WHAT IS NEEDED ::
Extract the full set of records, then give each one again exactly.

ENTRIES PROVIDED ::
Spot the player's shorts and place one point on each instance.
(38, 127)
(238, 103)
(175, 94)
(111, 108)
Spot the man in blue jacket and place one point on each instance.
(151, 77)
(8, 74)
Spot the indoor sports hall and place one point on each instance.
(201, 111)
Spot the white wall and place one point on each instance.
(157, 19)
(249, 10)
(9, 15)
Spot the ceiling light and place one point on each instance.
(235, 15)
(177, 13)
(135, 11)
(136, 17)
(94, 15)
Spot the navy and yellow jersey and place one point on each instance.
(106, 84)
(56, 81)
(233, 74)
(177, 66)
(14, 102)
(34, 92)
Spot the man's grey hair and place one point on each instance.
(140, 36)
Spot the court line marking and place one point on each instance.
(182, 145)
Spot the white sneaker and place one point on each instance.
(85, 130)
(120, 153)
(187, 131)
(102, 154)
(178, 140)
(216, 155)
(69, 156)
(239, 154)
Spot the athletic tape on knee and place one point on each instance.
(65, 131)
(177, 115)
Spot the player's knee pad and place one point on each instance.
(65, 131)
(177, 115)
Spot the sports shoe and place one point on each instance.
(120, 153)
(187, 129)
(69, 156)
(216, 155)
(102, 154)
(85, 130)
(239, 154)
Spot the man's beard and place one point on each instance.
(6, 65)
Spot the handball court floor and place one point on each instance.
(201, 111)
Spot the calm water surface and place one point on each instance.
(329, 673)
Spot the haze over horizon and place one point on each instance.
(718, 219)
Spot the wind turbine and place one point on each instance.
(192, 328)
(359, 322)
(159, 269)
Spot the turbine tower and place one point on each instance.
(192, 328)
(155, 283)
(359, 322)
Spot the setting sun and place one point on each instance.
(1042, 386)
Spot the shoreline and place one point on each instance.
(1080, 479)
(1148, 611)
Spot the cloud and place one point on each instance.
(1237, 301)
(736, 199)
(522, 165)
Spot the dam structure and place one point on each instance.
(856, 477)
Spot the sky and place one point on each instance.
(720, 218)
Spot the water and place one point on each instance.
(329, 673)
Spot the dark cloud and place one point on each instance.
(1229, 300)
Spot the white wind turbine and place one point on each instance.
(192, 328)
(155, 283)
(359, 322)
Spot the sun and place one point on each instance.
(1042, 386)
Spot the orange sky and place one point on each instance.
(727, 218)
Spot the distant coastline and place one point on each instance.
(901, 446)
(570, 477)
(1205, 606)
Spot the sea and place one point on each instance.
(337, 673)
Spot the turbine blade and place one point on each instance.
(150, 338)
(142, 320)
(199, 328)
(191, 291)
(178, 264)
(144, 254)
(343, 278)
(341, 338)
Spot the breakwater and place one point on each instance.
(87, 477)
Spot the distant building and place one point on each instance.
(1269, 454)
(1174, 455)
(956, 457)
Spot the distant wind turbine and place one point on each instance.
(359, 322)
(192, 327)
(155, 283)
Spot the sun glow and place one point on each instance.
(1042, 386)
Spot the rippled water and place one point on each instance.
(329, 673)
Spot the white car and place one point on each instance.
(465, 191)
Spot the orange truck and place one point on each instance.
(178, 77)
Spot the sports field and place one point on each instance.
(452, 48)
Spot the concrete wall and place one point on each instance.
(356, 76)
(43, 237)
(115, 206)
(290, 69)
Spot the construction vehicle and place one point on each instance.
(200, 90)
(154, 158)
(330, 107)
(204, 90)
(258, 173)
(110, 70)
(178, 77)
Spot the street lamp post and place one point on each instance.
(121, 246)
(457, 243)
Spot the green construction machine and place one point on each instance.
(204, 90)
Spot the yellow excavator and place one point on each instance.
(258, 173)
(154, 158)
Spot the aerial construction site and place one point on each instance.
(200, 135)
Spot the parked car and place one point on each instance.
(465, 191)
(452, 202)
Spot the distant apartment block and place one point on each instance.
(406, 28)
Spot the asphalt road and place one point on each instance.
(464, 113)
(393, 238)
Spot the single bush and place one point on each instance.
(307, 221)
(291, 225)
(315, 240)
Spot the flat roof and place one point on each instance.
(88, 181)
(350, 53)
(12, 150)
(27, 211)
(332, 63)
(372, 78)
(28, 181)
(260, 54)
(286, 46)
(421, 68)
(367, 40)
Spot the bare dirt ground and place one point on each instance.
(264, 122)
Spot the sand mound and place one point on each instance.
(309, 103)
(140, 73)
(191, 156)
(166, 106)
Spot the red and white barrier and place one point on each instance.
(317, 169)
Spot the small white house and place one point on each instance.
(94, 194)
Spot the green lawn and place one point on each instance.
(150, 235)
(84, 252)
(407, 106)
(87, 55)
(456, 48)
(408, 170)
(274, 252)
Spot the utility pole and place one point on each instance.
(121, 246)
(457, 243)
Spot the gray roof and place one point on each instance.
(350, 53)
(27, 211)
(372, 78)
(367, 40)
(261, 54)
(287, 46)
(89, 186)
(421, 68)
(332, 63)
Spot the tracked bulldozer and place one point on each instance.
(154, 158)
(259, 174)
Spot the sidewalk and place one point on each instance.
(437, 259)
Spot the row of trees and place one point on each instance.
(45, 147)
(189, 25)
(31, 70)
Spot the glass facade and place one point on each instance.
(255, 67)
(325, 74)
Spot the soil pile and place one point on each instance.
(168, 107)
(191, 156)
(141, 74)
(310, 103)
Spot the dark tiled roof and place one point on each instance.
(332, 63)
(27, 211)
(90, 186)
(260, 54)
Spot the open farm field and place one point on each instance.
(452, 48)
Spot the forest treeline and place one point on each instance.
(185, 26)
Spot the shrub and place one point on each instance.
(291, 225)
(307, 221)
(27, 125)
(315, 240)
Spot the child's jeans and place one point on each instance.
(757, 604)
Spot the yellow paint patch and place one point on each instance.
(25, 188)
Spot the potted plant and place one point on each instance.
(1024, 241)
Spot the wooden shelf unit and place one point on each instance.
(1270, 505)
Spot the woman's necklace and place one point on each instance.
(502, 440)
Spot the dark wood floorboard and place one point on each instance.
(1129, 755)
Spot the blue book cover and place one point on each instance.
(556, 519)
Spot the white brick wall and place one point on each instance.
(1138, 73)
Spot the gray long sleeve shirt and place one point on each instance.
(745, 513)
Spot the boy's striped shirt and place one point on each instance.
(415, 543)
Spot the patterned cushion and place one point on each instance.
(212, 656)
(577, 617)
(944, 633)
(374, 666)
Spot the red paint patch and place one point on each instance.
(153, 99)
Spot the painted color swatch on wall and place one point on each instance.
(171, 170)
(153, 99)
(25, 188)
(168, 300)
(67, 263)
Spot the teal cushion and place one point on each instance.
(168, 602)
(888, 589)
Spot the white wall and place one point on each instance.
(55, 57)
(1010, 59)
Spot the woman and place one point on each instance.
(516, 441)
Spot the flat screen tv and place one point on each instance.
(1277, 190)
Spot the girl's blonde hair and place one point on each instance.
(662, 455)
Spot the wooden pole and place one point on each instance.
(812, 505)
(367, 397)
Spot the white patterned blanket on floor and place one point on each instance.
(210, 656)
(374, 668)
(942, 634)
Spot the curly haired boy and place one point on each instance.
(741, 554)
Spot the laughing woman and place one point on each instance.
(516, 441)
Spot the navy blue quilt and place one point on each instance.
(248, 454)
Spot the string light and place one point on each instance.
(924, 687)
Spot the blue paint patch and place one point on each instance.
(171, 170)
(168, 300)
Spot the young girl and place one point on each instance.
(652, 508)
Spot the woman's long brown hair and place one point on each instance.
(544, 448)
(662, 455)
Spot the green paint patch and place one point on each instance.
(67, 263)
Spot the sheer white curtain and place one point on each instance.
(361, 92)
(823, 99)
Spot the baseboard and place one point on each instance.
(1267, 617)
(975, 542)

OUTPUT FOR THIS TASK ::
Spot the player's shorts and place one point on each instance.
(38, 127)
(238, 103)
(175, 94)
(111, 108)
Spot the man in blue jacket and place one point on each instance.
(151, 77)
(8, 74)
Spot the indoor sports hall and place one point on each instance.
(201, 111)
Spot the white wall and place one point on each instance.
(157, 19)
(249, 10)
(9, 15)
Spot the ceiling light and place one point on each instance.
(235, 15)
(177, 13)
(135, 11)
(136, 17)
(94, 15)
Spot the navy and yellow jersey and place one point on each instance.
(106, 84)
(56, 81)
(233, 74)
(177, 66)
(14, 102)
(34, 92)
Spot the man's grey hair and place one point on each instance.
(140, 36)
Spot the court line marking and place one point on each instance.
(182, 145)
Spot the white sneaker and place one point on each instance.
(85, 130)
(120, 153)
(187, 131)
(102, 154)
(178, 140)
(216, 155)
(69, 156)
(239, 154)
Spot the athletic tape on knee and place one point on each instance.
(65, 131)
(177, 115)
Spot the player's knee pad and place one point on each instance.
(65, 131)
(177, 115)
Spot the sports shoe and place one point on each instance.
(120, 153)
(187, 129)
(69, 156)
(216, 155)
(102, 154)
(85, 130)
(239, 154)
Spot the man's beard and place one point on each instance.
(6, 65)
Spot the handball court floor and place one point on each instance.
(201, 111)
Spot the calm water surface and place one point on each instance.
(329, 673)
Spot the haze over horizon and place one point on each instance.
(718, 219)
Spot the wind turbine and place one point on each instance.
(192, 328)
(359, 322)
(159, 269)
Spot the turbine tower and place one point on each instance.
(192, 328)
(155, 283)
(359, 322)
Spot the setting sun and place one point on each instance.
(1042, 386)
Spot the shoreline and place one point on each instance.
(1080, 479)
(1148, 611)
Spot the cloud and place one point on each instance.
(1237, 301)
(736, 199)
(522, 165)
Spot the dam structure and place one point on each instance.
(856, 477)
Spot the sky and place one point on each instance.
(720, 218)
Spot the water and place one point on each instance.
(329, 673)
Spot the dark cloud and place one point on each instance.
(1229, 300)
Spot the white wind turbine and place one point on each instance.
(192, 328)
(155, 283)
(359, 322)
Spot the sun and place one point on each instance.
(1042, 386)
Spot the orange sky and place one point on each instance.
(727, 218)
Spot the distant coastline and place one point on each instance.
(901, 446)
(570, 477)
(1205, 606)
Spot the sea and place one point on each instance.
(337, 673)
Spot the turbine blade and place one point on each instance.
(150, 338)
(142, 320)
(199, 328)
(191, 291)
(178, 264)
(144, 254)
(343, 278)
(341, 338)
Spot the breakwater and place one point on each instance.
(87, 477)
Spot the distant building and place one point on each instance.
(1269, 454)
(1174, 455)
(956, 457)
Spot the distant wind turbine and place one point on each instance.
(359, 322)
(192, 327)
(155, 283)
Spot the sun glow and place one point on each instance.
(1042, 386)
Spot the rippled water and place one point on each instance.
(329, 673)
Spot the white car and place one point on each instance.
(465, 191)
Spot the orange truck and place one point on each instance.
(178, 77)
Spot the sports field and place one point on each instance.
(452, 48)
Spot the concrete wall and place one point on each instance.
(356, 76)
(43, 237)
(115, 206)
(290, 69)
Spot the construction vehicle and place one point on each instance.
(200, 90)
(154, 158)
(330, 107)
(204, 90)
(258, 173)
(110, 70)
(178, 77)
Spot the street lamp post and place one point on each instance.
(121, 246)
(457, 243)
Spot the green construction machine and place one point on each instance.
(204, 90)
Spot the yellow excavator and place one point on each instance.
(258, 173)
(154, 158)
Spot the aerial construction site and place one point on each instance.
(200, 135)
Spot the parked car and place one point on each instance.
(465, 191)
(452, 202)
Spot the distant apartment block and place one point on each instance.
(406, 28)
Spot the asphalt road and place one point on each instance.
(464, 113)
(393, 238)
Spot the single bush and place one point on each instance.
(307, 221)
(291, 225)
(315, 240)
Spot the flat roof and place one point on each instance.
(88, 181)
(350, 53)
(12, 150)
(27, 211)
(332, 63)
(372, 78)
(28, 181)
(260, 54)
(286, 46)
(421, 68)
(367, 40)
Spot the bare dirt ground and place one point on each instance.
(264, 122)
Spot the sand mound and place one point on each instance.
(309, 103)
(140, 73)
(191, 156)
(166, 106)
Spot the red and white barrier and place one point on each instance.
(317, 169)
Spot the small white house and place one point on each instance.
(94, 194)
Spot the green lawn and place one point on each instance.
(150, 235)
(84, 252)
(407, 106)
(87, 55)
(456, 48)
(408, 170)
(274, 252)
Spot the utility pole and place one point on each instance.
(121, 246)
(457, 243)
Spot the gray roof and place one point on each instance.
(350, 53)
(27, 211)
(372, 78)
(367, 40)
(261, 54)
(287, 46)
(89, 186)
(421, 68)
(332, 63)
Spot the tracked bulldozer and place one point on each instance.
(154, 158)
(259, 174)
Spot the sidewalk and place one point on each instance.
(437, 259)
Spot the row of trees and place one point on each instance.
(45, 147)
(189, 25)
(31, 70)
Spot the glass facade and place one point on each instance.
(255, 67)
(325, 74)
Spot the soil pile and place one point on each instance.
(168, 107)
(191, 156)
(141, 74)
(310, 103)
Spot the dark tiled roof and place one point on each instance.
(332, 63)
(27, 211)
(90, 186)
(260, 54)
Spot the open farm field and place one point on each instance.
(452, 48)
Spot the forest treeline and place one point on each instance.
(185, 26)
Spot the shrub and place one point on each instance.
(291, 225)
(307, 221)
(27, 125)
(315, 240)
Spot the child's jeans and place one point on each instance.
(757, 604)
Spot the yellow paint patch and place one point on each instance.
(25, 188)
Spot the potted plant and place one point on each instance.
(1024, 241)
Spot the wooden shelf unit and place one point on each instance.
(1270, 505)
Spot the woman's necklace and place one point on each instance.
(502, 440)
Spot the dark wood floorboard and place one point on each instance.
(1129, 755)
Spot the blue book cover and place one point on each instance.
(556, 519)
Spot the white brick wall and place one point on each instance.
(1138, 73)
Spot the gray long sleeve shirt and place one point on each instance.
(745, 513)
Spot the boy's striped shirt and place one point on each instance.
(415, 543)
Spot the patterned cushion and place one point on each instance.
(212, 656)
(577, 617)
(944, 633)
(374, 666)
Spot the red paint patch and place one point on each instance.
(153, 99)
Spot the painted color swatch on wall and place one point on each instance.
(171, 170)
(153, 99)
(25, 188)
(168, 300)
(67, 263)
Spot the teal cushion and place one point on each instance.
(168, 602)
(888, 589)
Spot the white wall and place one point on each instance.
(55, 57)
(1010, 59)
Spot the woman and place one point on each instance.
(516, 441)
Spot the flat screen tv and place one point on each instance.
(1277, 190)
Spot the girl's blonde hair and place one point on each instance.
(662, 455)
Spot the wooden pole and place one point on each instance.
(812, 505)
(367, 397)
Spot the white patterned blanket on floor and place one point on each instance.
(210, 656)
(374, 668)
(942, 634)
Spot the curly haired boy and place one point on each instance.
(741, 554)
Spot the laughing woman and place one point on each instance.
(516, 441)
Spot the navy blue quilt and place one point on each instance.
(248, 454)
Spot the string light and place one point on each instance.
(924, 687)
Spot the blue paint patch and place one point on each instance.
(171, 170)
(168, 300)
Spot the young girl and place one point on each instance.
(652, 508)
Spot the woman's long brown hair and place one point on each instance.
(544, 448)
(662, 455)
Spot the green paint patch and place one point on each instance.
(67, 263)
Spot the sheer white curtain and place one point on each instance.
(361, 92)
(823, 99)
Spot the baseboard and place one point on each instance.
(1267, 617)
(975, 542)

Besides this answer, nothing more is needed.